Data provided:
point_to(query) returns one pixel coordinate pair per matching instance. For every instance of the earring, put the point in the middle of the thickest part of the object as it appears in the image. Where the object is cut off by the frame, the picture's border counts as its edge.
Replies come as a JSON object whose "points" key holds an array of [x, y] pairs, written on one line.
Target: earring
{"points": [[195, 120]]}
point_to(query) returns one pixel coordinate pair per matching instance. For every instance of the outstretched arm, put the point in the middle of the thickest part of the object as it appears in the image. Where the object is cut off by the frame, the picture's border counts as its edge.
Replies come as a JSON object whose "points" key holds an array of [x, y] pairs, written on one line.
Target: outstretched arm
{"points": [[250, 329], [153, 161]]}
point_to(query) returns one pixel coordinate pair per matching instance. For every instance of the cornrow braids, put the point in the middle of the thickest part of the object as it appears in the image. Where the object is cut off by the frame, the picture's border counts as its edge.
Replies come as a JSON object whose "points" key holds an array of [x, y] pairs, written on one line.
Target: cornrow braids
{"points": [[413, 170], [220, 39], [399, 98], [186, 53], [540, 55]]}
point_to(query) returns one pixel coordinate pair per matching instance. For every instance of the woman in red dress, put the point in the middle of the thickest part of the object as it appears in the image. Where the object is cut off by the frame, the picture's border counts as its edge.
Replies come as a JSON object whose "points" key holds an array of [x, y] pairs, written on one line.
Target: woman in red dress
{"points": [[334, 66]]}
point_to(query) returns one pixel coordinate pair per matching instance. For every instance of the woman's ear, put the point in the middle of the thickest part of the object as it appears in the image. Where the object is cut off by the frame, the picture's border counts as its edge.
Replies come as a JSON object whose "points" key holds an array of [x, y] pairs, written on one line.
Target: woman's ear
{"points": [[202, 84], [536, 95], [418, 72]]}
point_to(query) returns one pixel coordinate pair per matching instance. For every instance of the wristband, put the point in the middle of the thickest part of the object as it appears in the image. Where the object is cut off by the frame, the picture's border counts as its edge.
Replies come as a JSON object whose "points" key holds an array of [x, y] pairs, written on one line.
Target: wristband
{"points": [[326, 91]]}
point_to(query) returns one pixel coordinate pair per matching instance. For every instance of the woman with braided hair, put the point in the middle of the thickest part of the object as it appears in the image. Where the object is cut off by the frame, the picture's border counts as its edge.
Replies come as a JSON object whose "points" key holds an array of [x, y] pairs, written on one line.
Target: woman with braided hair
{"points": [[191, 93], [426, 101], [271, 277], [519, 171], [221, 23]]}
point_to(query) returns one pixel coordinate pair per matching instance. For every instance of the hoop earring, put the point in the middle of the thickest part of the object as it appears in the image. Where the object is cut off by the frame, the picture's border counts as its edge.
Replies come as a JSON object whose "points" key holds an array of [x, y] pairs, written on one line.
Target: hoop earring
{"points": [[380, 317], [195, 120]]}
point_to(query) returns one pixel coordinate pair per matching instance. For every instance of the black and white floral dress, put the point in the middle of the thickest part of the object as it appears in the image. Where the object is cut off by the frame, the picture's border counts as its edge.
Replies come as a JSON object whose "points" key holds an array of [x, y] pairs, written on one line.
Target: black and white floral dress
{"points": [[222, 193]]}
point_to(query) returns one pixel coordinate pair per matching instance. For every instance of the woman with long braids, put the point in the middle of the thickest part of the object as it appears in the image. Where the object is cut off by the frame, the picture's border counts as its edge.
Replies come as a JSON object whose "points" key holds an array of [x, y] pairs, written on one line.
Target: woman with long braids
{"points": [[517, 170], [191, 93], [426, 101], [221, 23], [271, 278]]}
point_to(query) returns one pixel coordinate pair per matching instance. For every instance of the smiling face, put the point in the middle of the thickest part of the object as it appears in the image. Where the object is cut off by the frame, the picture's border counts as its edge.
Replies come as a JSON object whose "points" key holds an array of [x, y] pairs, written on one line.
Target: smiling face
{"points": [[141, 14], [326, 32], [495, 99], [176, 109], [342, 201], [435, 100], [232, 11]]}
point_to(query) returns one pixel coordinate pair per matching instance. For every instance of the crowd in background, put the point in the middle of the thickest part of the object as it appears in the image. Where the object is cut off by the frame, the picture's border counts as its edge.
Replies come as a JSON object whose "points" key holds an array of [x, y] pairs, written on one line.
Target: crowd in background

Action item: The answer is every entry, copied word for word.

Task response:
point_to(query) returns one pixel coordinate pair per matching instance. For every instance of the earring, put the point in the middle of the thickest part of the object as it appears in the image. Where the object is cut off by the frame, the picture's border counts as its edge.
Replies come as a JSON object whose "points" key holds an array of [x, y] pairs, written on one line.
Target: earring
{"points": [[195, 120]]}
point_to(query) returns one pixel coordinate pair per matching instance. For every instance of the outstretched arm, put the point in the middle of the thickest part of the object as it appears in the image. Where the object is cut off by the frame, the picture's border counts as its edge.
Replies come as a JSON object whose "points" key holds an array of [x, y] pairs, written on one line.
Target: outstretched arm
{"points": [[250, 329], [153, 161]]}
point_to(query) returns one pixel coordinate pair per matching instance. For every instance of the cornrow braids, put the point in the middle of the thickest part of the object as it appears in the image. Where the object is cut off by the frame, the picture's border counts as its edge.
Replies come as a JSON object whose "points" key holds an array of [x, y] pairs, written on one line.
Target: cornrow braids
{"points": [[413, 170], [220, 39], [399, 98], [186, 53], [540, 55]]}
point_to(query) returns one pixel coordinate pair per matching instance. For every instance of the woman in red dress, put the point in the middle of the thickest part of the object as it appears in the image. Where the object is cut off by the frame, the picture's border counts as its edge.
Replies come as a JSON object whose "points" key holds an array of [x, y] pairs, written on one line.
Target: woman in red dress
{"points": [[334, 66]]}
point_to(query) returns one pixel coordinate pair per matching instance. For every instance of the woman's ear, put the point in the middle of the thickest part of the object as it appears in the image. Where the object is cut off by the frame, the picture's border counts as its edge.
Replies come as a JSON object whose "points" key holds an array of [x, y] pairs, written on one line.
Target: woman's ear
{"points": [[202, 84], [536, 95], [418, 72]]}
point_to(query) returns one pixel coordinate pair per matching instance. For every instance of the wristband, put the point in the middle of the thickest part of the object as it appears in the image. Where the object is cut off by the frame, the picture's border counts as its edge.
Replies come as a JSON object whose "points" key holds an array of [x, y] pairs, written on one line.
Target: wristband
{"points": [[326, 91]]}
point_to(query) returns one pixel coordinate pair per matching instance. For every instance of the woman with braided hair, put the point in the middle of the thickest part of the object as it appears in the image. Where the object is cut off by the frame, the picture's border counts as its edge.
Replies come as a JSON object whose "points" key holds an array of [x, y] pairs, written on one line.
Target: woman with braided hair
{"points": [[191, 93], [426, 101], [271, 277], [519, 171], [221, 23]]}
point_to(query) returns one pixel coordinate pair per matching instance. For every instance of the hoop earring, put the point in the middle of the thickest part of the object as it appears in the image. Where the object is cut off by the frame, the picture's border counts as its edge.
Replies come as a JSON object whose "points" key holds an array of [x, y] pairs, written on one line.
Target: hoop earring
{"points": [[380, 317], [195, 120]]}
point_to(query) returns one pixel coordinate pair per matching instance. For every instance of the black and white floral dress, put the point in the middle of the thickest part of the object as it appears in the image. Where the object is cut off by the frame, the picture's border counts as its edge.
Replies come as a JSON object whose "points" key holds an array of [x, y] pairs, written on one line.
Target: black and white floral dress
{"points": [[222, 193]]}
point_to(query) returns one pixel coordinate pair per matching instance. For every instance of the woman with long braids, put the point in the middle of the thickest part of the object as it appears in the image. Where the object is cut off by the frame, the picture's border counts as its edge.
Replies come as a JSON object whose "points" key holds an array of [x, y] pairs, written on one line.
Target: woman with long braids
{"points": [[517, 170], [191, 93], [426, 101], [221, 23], [271, 278]]}
point_to(query) returns one pixel coordinate pair per matching instance. For every instance of the smiling face, put the point in the middle of the thickest part of the object as it appears in the image. Where the object is cut off by the frame, the picture's border counts as its edge.
Replies come as a JSON object whose "points" key holds an array of [x, y] pairs, written on one line.
Target: smiling face
{"points": [[141, 14], [326, 32], [495, 99], [176, 109], [342, 201], [435, 100], [232, 11]]}
point_to(query) returns one pixel coordinate pair per matching instance. For every instance of the crowd in background, put the point in the middle of the thickest part of the object as it appears in the image. Where the object is cut off by the frame, the picture's border counts as its edge.
Replies come as a JSON object whose "points" key holds an array of [x, y] pairs, written on one line.
Target: crowd in background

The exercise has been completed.